### OBJECTIVE 1
Rewrite the paragraph of the certificate of incorporation that begins "2. Address." as a brief list that keeps its main facts.
### OBJECTIVE 2
Alter the certificate of incorporation by reproducing everything from "Pursuant to Sections" down to "of Lehman Brothers Holdings Inc.", replacing "Delaware" with "Nevada" throughout.

### ARTICLE
----------------------------------------
Pursuant to Sections 242 and 245 of the
General Corporation Law of the State of Delaware
I, _____________, the _________________ of Lehman Brothers Holdings
Inc. (the "Corporation"), a corporation organized and existing under and by
virtue of the General Corporation Law of the State of Delaware, do hereby
certify that the Certificate of Incorporation of Lehman Brothers Holdings Inc.
originally filed on December 29, 1983 under the name Shearson/American Express
Holdings Inc., as heretofore amended and restated, has been amended and
restated, in accordance with Sections 242 and 245 of the General Corporation
Law of the State of Delaware, as amended, and as so amended and restated, has
been duly adopted in accordance with Section 245 and is set forth in its
entirety as follows:
1. Name. The name of the corporation is Lehman Brothers Holdings Inc.
(the "Corporation").
2. Address. The address of its registered office in the State of
Delaware is Corporation Trust Center, 1209 Orange Street in the City of
Wilmington, County of New Castle. The registered Agent at such address is The
Corporation Trust Company.
3. Purpose. The purpose of the Corporation is to engage in any lawful
act or activity for which corporations may be organized under the General
Corporation Law of the State of Delaware (the "GCL").
----------------------------------------
### RAW RECORDS

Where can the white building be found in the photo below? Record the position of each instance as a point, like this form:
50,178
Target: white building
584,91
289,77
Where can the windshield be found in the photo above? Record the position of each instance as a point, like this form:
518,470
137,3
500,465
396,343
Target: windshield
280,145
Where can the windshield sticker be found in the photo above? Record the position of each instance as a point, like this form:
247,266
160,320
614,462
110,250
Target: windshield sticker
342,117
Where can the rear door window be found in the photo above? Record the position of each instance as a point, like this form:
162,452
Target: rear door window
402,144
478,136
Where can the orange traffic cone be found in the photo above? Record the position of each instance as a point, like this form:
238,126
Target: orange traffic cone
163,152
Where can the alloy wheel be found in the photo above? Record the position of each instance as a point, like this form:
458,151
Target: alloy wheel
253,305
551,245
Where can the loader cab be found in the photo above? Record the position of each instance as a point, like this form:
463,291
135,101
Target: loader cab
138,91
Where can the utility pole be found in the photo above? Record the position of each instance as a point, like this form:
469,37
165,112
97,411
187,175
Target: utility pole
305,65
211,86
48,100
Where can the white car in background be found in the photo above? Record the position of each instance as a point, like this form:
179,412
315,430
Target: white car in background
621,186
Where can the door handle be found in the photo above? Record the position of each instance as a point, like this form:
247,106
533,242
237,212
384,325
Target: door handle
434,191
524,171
----------------------------------------
### RESULT 1
- Registered office in Delaware: Corporation Trust Center, 1209 Orange Street, City of Wilmington, County of New Castle
- Registered agent at that address: The Corporation Trust Company

### RESULT 2
Pursuant to Sections 242 and 245 of the
General Corporation Law of the State of Nevada
I, _____________, the _________________ of Lehman Brothers Holdings
Inc. (the "Corporation"), a corporation organized and existing under and by
virtue of the General Corporation Law of the State of Nevada, do hereby
certify that the Certificate of Incorporation of Lehman Brothers Holdings Inc.